RECORDS FOR THE EXERCISE ::
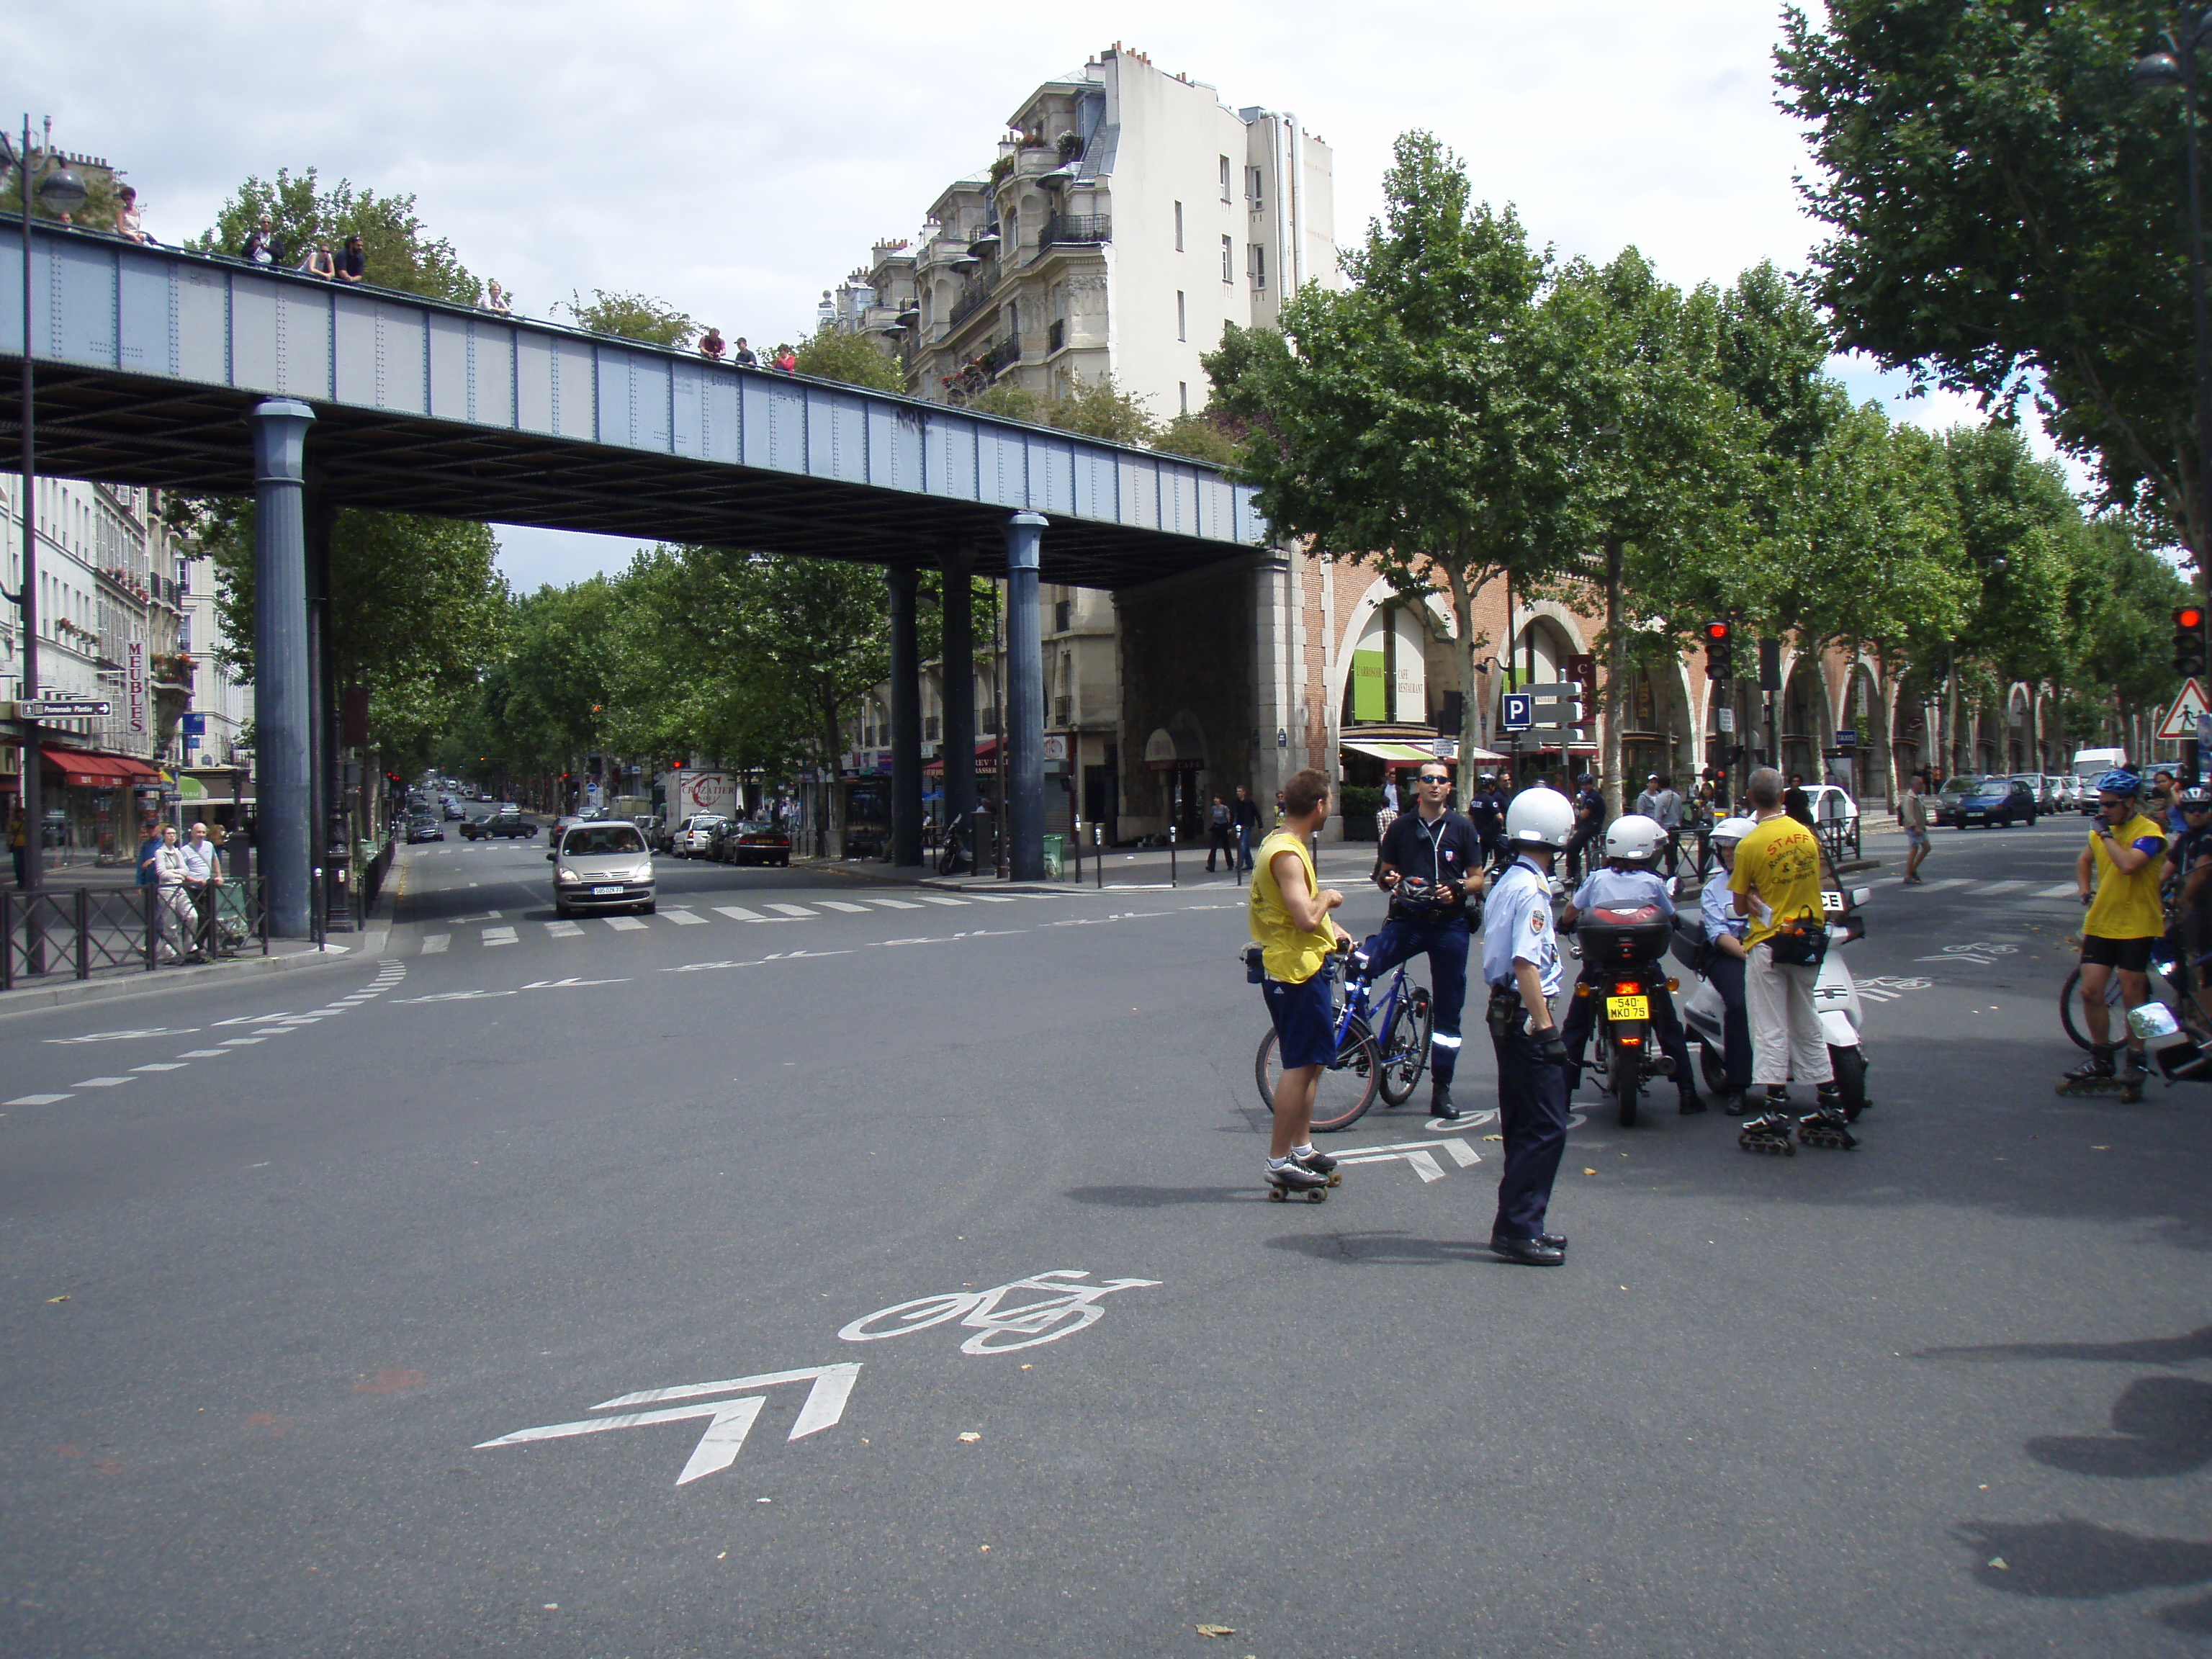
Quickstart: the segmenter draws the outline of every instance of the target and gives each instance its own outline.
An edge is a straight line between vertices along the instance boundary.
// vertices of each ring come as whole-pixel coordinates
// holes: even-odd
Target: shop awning
[[[161,775],[142,760],[128,755],[99,755],[87,749],[64,749],[47,744],[39,758],[62,775],[62,781],[82,788],[118,789],[141,782],[159,783]]]
[[[978,773],[988,772],[995,775],[998,769],[999,740],[996,738],[979,739],[975,744],[975,770]],[[924,762],[921,775],[926,778],[943,777],[945,775],[944,757],[939,756],[935,760]]]
[[[1348,749],[1355,755],[1365,755],[1370,760],[1386,762],[1392,766],[1420,766],[1429,761],[1439,761],[1446,766],[1459,764],[1452,756],[1431,754],[1429,750],[1410,743],[1383,741],[1354,743],[1347,738],[1337,747]],[[1471,749],[1468,751],[1468,757],[1476,761],[1502,761],[1505,758],[1504,756],[1493,754],[1487,749]]]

PROBLEM TO SOLVE ::
Retype, without changes, the lines from the line holding "as whole-pixel coordinates" to the end of the data, both ends included.

RESULT OF THE EXERCISE ::
// vertices of each ring come as whole-pixel coordinates
// holes: even-odd
Target: shop awning
[[[161,775],[142,760],[128,755],[99,755],[87,749],[64,749],[47,744],[39,758],[62,775],[62,781],[82,788],[118,789],[141,782],[159,783]]]
[[[978,773],[988,772],[995,775],[998,769],[999,740],[996,738],[979,739],[975,744],[975,770]],[[924,762],[921,775],[926,778],[943,777],[945,775],[944,757],[939,756],[935,760]]]
[[[1348,749],[1355,755],[1365,755],[1370,760],[1386,762],[1392,766],[1420,766],[1429,761],[1439,761],[1446,766],[1459,764],[1452,756],[1431,754],[1429,750],[1410,743],[1383,741],[1354,743],[1347,738],[1337,747]],[[1471,749],[1468,751],[1468,757],[1476,761],[1502,761],[1505,758],[1504,756],[1493,754],[1487,749]]]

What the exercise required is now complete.